*Check your understanding*:
1. Which hostel brands and hotel companies are named in the paragraph of the editors' backstories text that begins "Back when I was traveling"?
2. Can you carry on the editors' backstories text, picking up right after its final sentence?

*Extracted text*:

⁂

But I was, apparently, rather alone in my affection. Source after source described how it was a “tough park from the beginning” or how it has “petered out” over time. While I was on a reporting trip to write about the new Toy Story Land that opened in late June, executives spoke repeatedly about their plans to “transform” Disney’s Hollywood Studios, both with the just-opened addition and a major Star Wars expansion coming in late 2019. That prompted some fun reporting — and ultimately my favorite story of 2018 — about the history of the park, the fierce competition with Universal Studios that continues to this day, and the transformation that awaits.

Star Wars Is Disney’s New Hope to Transform Its Movie-Themed Park

Patrick Whyte, Europe Editor

The Backstory: On various extended trips in my early twenties I spent a lot of time in hostels. Airbnb wasn’t around and hotels didn’t offer up the same social opportunities. So it’s been funny seeing hostels get more coverage in the media, largely because big hotel companies or private equity firms think they are now the next big thing in hospitality. I wondered what was going on and over the summer spent a lot of time talking to people in the sector to get their views on why they thought it was suddenly hot.

Back when I was traveling, there weren’t many chains – and although that is still mostly the case now, things are changing. Brands like Generator, Meininger and Safestay are growing fast. You can bet AccorHotels and Hilton will want to build scale pretty quickly as well. All this indicates that things are going to change a lot over the next couple of years. But as they do will hostels lose some of the charm that made them such interesting and different places to stay?

The Big-Money Reinvention of the Humble Hostel: A Skift Deep Dive

Raini Hamdi, Asia Editor

The Backstory: One of my favorite stories is why Traveloka’s co-founder Derianto Kusuma resigned from the company. I love its human aspect and was chuffed that I uncovered it.

How I got the Traveloka story was through a line in the official statement  on his resignation, which had Kusuma saying, “Since Traveloka is undergoing a gear change…it was the right time for me to my next chapter.”

It made me suspicious, what gear change?

Since I was unable to reach Kusama, and CEO Ferry Unardi, I started searching Kusuma on the web and hit dirt when I found an article he wrote in Medium which laid bare how disillusioned he was.

⁂

*Material supplied*:
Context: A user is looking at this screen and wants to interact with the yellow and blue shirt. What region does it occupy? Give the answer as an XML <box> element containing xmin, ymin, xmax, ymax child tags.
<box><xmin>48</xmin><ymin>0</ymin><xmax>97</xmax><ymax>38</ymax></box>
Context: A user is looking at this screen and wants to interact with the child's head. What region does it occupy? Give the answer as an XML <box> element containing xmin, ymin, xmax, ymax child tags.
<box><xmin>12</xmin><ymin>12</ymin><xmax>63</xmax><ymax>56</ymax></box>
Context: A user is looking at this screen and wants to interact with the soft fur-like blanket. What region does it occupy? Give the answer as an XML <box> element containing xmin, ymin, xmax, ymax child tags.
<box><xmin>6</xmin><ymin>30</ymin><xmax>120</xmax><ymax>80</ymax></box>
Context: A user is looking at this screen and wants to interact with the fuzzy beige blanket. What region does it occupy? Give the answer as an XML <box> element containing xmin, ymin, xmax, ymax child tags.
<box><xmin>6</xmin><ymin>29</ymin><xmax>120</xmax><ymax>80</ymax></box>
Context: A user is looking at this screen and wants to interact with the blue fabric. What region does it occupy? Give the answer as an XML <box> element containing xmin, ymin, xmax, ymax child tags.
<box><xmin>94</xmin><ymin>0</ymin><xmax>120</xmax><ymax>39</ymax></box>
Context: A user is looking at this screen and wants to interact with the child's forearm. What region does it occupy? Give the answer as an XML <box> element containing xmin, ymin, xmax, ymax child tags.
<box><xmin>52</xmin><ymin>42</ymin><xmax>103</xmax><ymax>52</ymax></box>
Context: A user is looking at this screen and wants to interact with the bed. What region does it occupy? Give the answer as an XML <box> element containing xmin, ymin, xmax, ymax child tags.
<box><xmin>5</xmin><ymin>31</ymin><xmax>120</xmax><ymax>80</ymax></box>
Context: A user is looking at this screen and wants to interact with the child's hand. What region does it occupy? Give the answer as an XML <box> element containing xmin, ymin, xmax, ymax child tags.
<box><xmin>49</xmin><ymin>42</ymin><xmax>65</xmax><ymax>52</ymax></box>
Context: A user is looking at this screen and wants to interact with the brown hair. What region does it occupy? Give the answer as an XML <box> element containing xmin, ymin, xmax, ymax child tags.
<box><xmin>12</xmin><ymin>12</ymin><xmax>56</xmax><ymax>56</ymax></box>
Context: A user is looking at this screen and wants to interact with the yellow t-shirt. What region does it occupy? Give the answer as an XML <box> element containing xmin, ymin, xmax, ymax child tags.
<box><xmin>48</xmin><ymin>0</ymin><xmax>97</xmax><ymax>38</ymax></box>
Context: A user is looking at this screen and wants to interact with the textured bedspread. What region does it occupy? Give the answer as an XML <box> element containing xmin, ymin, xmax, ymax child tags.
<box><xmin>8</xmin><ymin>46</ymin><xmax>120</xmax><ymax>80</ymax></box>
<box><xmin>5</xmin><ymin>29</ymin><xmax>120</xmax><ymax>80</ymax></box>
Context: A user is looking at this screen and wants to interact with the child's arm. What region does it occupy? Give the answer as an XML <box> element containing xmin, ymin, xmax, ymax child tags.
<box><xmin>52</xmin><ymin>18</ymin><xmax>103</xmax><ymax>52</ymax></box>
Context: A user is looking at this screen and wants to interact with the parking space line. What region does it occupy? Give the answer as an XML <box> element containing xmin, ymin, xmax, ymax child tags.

⁂

*Results by task*:
1. Generator, Meininger, Safestay, AccorHotels and Hilton

2.
As time was not on my side, I reported it, although I did wish I was able to reach them for direct comments. Traveloka has since promised an interview that I hope will answer my curiosity about that gear change, but till now I’m still waiting for the date with Unardi.

Disillusioned Traveloka Co-Founder Resigns: ‘This Game Is No Longer for Me’

Sarah Enelow-Snyder, Assistant Editor

 

The Backstory: Writing a 9,000-word series about the future of American road trips was a dream assignment for me. I love road trips, especially through states that most savvy travelers dismiss: Kansas, Mississippi, Idaho, what have you. People approach trip planning very differently in the interior, for example in Texas where I grew up, than they do in New York, where I currently live. It’s easy to forget this when you live in a coastal city, but travel companies can’t afford to ignore the “middle.”

Do city-dwellers spend lots of time thinking about RVs? Not really, but recreational vehicles are tremendously popular across the U.S. Many people also don’t realize that the American road trip is so alluring to so many international visitors, that companies are curating luxury packages for tens of thousands of dollars. Driverless technology is also changing the game. There’s an awful lot more to a road trip now than there was 30 years ago.

How Driving Defines Us: The Future of American Road Trips

Tours and Hotels Look for Innovative Ways to Cater to Luxury and Budget Road Trippers

Self-Driving Cars, Electric Vehicles and the Future of Hitting the Road

Sean O’Neill, Travel Tech Editor

The Backstory: My favorite story was also one of the year’s most-viewed articles: Skift’s Top Travel Startups to Watch for 2018

I know, I know: It’s not hip to like lists. But who cares. Here are three reasons why I liked this project the best.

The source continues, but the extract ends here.